▶ **Exercise description**: Find each line in the listing below that contains the word "outline" and copy those lines. Case counts.
---------- Extracted data ----------
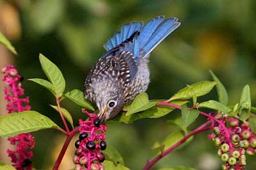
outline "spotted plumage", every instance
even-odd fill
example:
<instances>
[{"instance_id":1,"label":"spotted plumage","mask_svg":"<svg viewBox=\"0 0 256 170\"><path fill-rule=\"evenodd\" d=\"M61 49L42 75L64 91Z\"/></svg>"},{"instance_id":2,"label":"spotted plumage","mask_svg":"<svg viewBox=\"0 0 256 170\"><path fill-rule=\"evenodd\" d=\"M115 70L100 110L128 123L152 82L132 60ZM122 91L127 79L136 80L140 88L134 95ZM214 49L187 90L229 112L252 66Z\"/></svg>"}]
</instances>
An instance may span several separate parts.
<instances>
[{"instance_id":1,"label":"spotted plumage","mask_svg":"<svg viewBox=\"0 0 256 170\"><path fill-rule=\"evenodd\" d=\"M145 92L150 82L148 57L153 49L179 27L175 18L160 16L143 26L142 22L124 24L121 32L104 45L108 52L88 75L84 96L96 103L99 118L114 118L125 104Z\"/></svg>"}]
</instances>

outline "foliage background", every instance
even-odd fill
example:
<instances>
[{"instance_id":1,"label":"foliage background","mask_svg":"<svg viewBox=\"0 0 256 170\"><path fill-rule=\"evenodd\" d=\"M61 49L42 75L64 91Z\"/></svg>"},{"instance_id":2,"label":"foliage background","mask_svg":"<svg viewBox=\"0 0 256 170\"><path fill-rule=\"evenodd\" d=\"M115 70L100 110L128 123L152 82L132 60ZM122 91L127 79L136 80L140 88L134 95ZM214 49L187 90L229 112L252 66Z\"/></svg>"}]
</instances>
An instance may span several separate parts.
<instances>
[{"instance_id":1,"label":"foliage background","mask_svg":"<svg viewBox=\"0 0 256 170\"><path fill-rule=\"evenodd\" d=\"M146 22L161 15L176 17L181 25L151 55L151 83L147 91L150 98L167 99L186 84L210 80L208 71L212 69L228 89L230 103L238 103L242 88L248 83L253 104L255 11L253 0L0 0L0 29L13 40L19 53L13 60L25 79L45 78L38 57L42 53L62 71L67 90L83 90L87 73L105 52L103 44L123 24L133 20ZM58 113L49 106L54 103L52 94L28 81L23 85L30 96L32 110L61 125ZM217 99L216 91L200 99ZM73 113L75 124L84 116L70 103L63 101L62 106ZM141 169L154 155L150 149L154 143L177 130L167 120L179 114L172 112L161 118L142 119L128 125L109 124L107 142L119 150L127 167ZM191 128L205 120L201 117ZM170 154L156 166L219 169L221 162L216 150L206 134L196 136L182 150ZM52 131L35 135L36 145L33 162L37 169L50 169L64 136ZM73 144L61 169L70 169L73 166ZM248 162L246 169L255 169L256 162Z\"/></svg>"}]
</instances>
----------
▶ **Solved problem**:
outline "spotted plumage", every instance
outline "foliage background", every instance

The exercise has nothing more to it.